::: Material provided :::

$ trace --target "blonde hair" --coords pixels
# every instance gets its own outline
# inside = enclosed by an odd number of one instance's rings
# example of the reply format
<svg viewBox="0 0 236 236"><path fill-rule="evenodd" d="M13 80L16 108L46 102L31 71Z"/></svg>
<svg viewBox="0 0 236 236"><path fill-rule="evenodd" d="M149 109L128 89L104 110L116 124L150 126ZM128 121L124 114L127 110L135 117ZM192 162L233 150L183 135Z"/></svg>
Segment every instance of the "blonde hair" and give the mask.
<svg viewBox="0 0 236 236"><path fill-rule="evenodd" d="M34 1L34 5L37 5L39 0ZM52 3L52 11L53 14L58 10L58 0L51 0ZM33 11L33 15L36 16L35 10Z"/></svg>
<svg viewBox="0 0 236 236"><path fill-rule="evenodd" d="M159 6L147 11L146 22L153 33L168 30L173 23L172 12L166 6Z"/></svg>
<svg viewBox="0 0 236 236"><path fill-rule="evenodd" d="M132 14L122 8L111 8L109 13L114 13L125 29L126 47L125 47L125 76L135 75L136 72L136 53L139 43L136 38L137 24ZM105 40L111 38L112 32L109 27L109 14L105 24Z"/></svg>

:::

**Problem requirements**
Please retype everything from the first line of the records above down to the line containing "109L128 89L104 110L116", with both ends included and nothing changed.

**Task result**
$ trace --target "blonde hair" --coords pixels
# every instance gets its own outline
# inside = enclosed by an odd number of one instance's rings
# example of the reply format
<svg viewBox="0 0 236 236"><path fill-rule="evenodd" d="M13 80L16 108L46 102L31 71Z"/></svg>
<svg viewBox="0 0 236 236"><path fill-rule="evenodd" d="M149 109L128 89L104 110L116 124L150 126ZM128 121L124 114L127 110L135 117ZM192 162L233 150L183 135Z"/></svg>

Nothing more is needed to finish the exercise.